> **Lista de tareas**:
• a. Por favor, transcribe literalmente el fragmento sobre la banalidad del mal, desde "En la década" hasta "Europa (Arendt, 2003b).".
• b. ¿En cuántas líneas de los registros aparece la palabra "query"? Se distingue entre mayúsculas y minúsculas; responde solo con el número.

> **Fragmento de texto**:
***

En la década de los sesenta la concepción del mal realiza un giro importante en el pensamiento arendtiano que, hasta la actualidad, sigue generando discusiones en el ámbito de los análisis críticos. Luego del juicio al que fue sometido Adolf Eichmann en Jerusalén en 1961, al que Arendt asistiera en calidad de cronista, la pensadora acuña la noción de banalidad del mal para referirse al nuevo tipo de mal que surgió de la mano de las medidas llevadas a cabo por el régimen totalitario y abandona su concepción anterior respecto de este fenómeno, a saber: el mal radical. Cabe mencionar que la autora explícitamente aclara que no pretende postular una teoría ni una doctrina sobre el mal, sino reflexionar sobre una cuestión puramente factual y concreta, el fenómeno del mal, específicamente, el tipo de mal que llevó a cabo el régimen nazi en Europa (Arendt, 2003b).

Arendt (2003a) no hace ninguna alusión al mal radical ni al porqué de su cambio de postura. Para la pensadora, lo alarmante del caso Eichmann fue llegar a la conclusión de que las acciones terribles por las que se lo juzgaba no fueron cometidas por un ser monstruoso sino que, por el contrario, fueron realizadas por alguien que se encontraba muy lejos de comportarse como un ser demoníaco (Canovan, 1992). La pensadora vio en la figura de Eichmann a alguien con la capacidad de realizar las peores atrocidades movido por motivos carentes de cualquier grado de malignidad; en consecuencia, concluye que los crímenes más perversos pueden surgir del déficit de pensamiento. Arendt (2003a) reconoce, en el “Post Scriptum” agregado en la edición de 1965, que el concepto de banalidad del mal puede generar controversias. La autora observa que no se puede equiparar a Eichmann con los personajes malvados de la literatura clásica por cuanto no es equiparable a un Yago ni a un Macbeth, sino que es un hombre común al que la irreflexión lo llevó a cometer los peores crímenes acaecidos hasta el momento. La conclusión arendtiana es que la irreflexión puede llevar al ser humano a males inimaginables.

***

> **Registros de datos**:
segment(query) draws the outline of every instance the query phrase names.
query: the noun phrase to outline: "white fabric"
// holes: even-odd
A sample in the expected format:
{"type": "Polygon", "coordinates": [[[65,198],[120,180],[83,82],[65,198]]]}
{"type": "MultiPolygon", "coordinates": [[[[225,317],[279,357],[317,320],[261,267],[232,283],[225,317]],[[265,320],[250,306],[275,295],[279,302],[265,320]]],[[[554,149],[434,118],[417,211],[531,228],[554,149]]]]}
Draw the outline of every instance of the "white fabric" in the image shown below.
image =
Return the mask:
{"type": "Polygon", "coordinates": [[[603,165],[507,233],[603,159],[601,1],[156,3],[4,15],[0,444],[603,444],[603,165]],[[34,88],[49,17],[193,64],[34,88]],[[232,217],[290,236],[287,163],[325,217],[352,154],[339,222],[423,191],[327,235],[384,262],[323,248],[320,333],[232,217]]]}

***

> **Resultados finales**:
• a.
En la década de los sesenta la concepción del mal realiza un giro importante en el pensamiento arendtiano que, hasta la actualidad, sigue generando discusiones en el ámbito de los análisis críticos. Luego del juicio al que fue sometido Adolf Eichmann en Jerusalén en 1961, al que Arendt asistiera en calidad de cronista, la pensadora acuña la noción de banalidad del mal para referirse al nuevo tipo de mal que surgió de la mano de las medidas llevadas a cabo por el régimen totalitario y abandona su concepción anterior respecto de este fenómeno, a saber: el mal radical. Cabe mencionar que la autora explícitamente aclara que no pretende postular una teoría ni una doctrina sobre el mal, sino reflexionar sobre una cuestión puramente factual y concreta, el fenómeno del mal, específicamente, el tipo de mal que llevó a cabo el régimen nazi en Europa (Arendt, 2003b).

• b. 2